(Extracted text begins)

Try mouthwatering local cuisine on the blissful beaches of Formentera

Dangling off the south coast of Ibiza, a mere half-hour away by fast ferry, the 20km-long island of Formentera is somewhat left out from the collective conscience of Britons when thinking of the Balearics. The picture-postcard island treats visitors to pristine, Caribbean style beaches and panoramic views over the islands beautiful and preserved nature which all contribute to its secluded charm.

Due to its isolation, Formentera’s gastronomy is based almost exclusively on slow-food cuisine and organic produce. The island’s bohemian vibe and deeply rooted sustainable agricultural traditions have given rise to a great variety of local delicacies and flavourful dishes, such as ‘peix sec’ (dried salted fish), ‘bullit de peix’ (a fish stew with potatoes), ‘flaó’ (cheesecake with a hint of mint) and several locally produced herbal liqueurs.

Lively beach bars, cafes and restaurants, such as the modern ChezzGerdi, can be found in the area of Es Pujols. To help visitors savour the best of Formentera, the island’s tourism board has launched a new slow food map, highlighting its traditional cuisine, local products and distinct flavours.

Discover the authentic charm of Ibiza in its hidden villages

Besides its bohemian vibe and picturesque beaches, Ibiza is also known for its charming villages with characteristic whitewashed buildings. Many of the island’s traditional lime-coloured farmhouses have been turned into stylish rustic hotels and retreats (known as agroturismos) allowing their visitors to enjoy the island’s tranquil and natural surroundings.

Nestled in the north of the island, Sant Joan de Labritja is one of the White Island’s hidden gems. Surrounded by pine tree-covered hills, this quiet Ibizan village is a sleepy rural haven. Thanks to its slow pace of life, tiny bars and cafes and a charming village square, Sant Joan de Labritja is often referred to as ‘the last real village in Ibiza’. While landmarks such as the whitewashed 18th-century church looms large over the village, modern establishments like The Giri Cafe make it an essential must-see when visiting Ibiza.

Find the medieval treasures in the heart of Palma de Mallorca

Besides being home to iconic monuments such as the ‘Le Seu’ cathedral, Palma de Mallorca hides a number of treasures right under the noses of visitors. These medieval streets are adorned with gargoyles, arches, rose windows in gothic churches, secluded squares and the famous Mallorcan patios.

There are more than 40 patios in Palma and each of the Mallorcan patios of Palma’s stately homes makes up a unique architectural space with its own aesthetic, identity and character. The origins of Palma’s patios go back to the Roman period however many were rejuvenated in the Renaissance and Baroque periods.

Many of the patios are located in private properties and can only be viewed from the outside in however there are a number that have become public institutions such as the Museum of Contemporary Spanish Artthe Palau March Museum or San Pere I San Bernat Hospital. Today visitors can stroll through Palma’s ancient streets discovering different patios and the history behind them. Tourist guide company Tomir offers professional walking tours for visitors interested in Palma’s cultural heritage, including the routes around the city’s historical patios (‘rutas de patios’).

Enjoy an abundance of Menorcan sea life in secret diving spots

Home to an abundance of winding coastal paths and rugged coves, the varied landscape and dramatic scenery of Menorca makes it a prime adventure destination. From the iconic Camí de Cavalls trail which circles the island, to lesser-known coastal paths, the island’s numerous paths allow visitors to explore even the most hidden corners of Menorca, such as Cala Rafalet.

Hidden at the end of a rustic trail and nestled on the island’s eastern coast, this uniquely narrow cove offers crystalline waters perfect for snorkelling, allowing keen divers to enjoy a sumptuous array of Menorcan sea life. Due to its size, Cala Rafalet can only allow few people at a time but watersports fans can enjoy an array of other activities offered in the local S’Algar area, including diving in the Isla del Aire marine reserve.

(Extracted text ends)
(Collected material begins)

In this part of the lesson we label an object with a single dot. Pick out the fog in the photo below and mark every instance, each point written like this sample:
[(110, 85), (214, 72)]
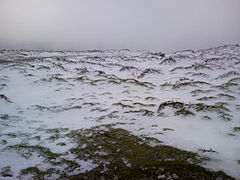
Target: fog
[(159, 25)]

(Collected material ends)

* Task instructions *
• a. According to the Balearic travel piece, how many patios are there in Palma?
• b. Copy the Balearic travel piece starting at "Home to an abundance" and ending at "Aire marine reserve.", but change "snorkelling" to "swimming".

* List of answers *
• a. More than 40.

• b.
Home to an abundance of winding coastal paths and rugged coves, the varied landscape and dramatic scenery of Menorca makes it a prime adventure destination. From the iconic Camí de Cavalls trail which circles the island, to lesser-known coastal paths, the island’s numerous paths allow visitors to explore even the most hidden corners of Menorca, such as Cala Rafalet.

Hidden at the end of a rustic trail and nestled on the island’s eastern coast, this uniquely narrow cove offers crystalline waters perfect for swimming, allowing keen divers to enjoy a sumptuous array of Menorcan sea life. Due to its size, Cala Rafalet can only allow few people at a time but watersports fans can enjoy an array of other activities offered in the local S’Algar area, including diving in the Isla del Aire marine reserve.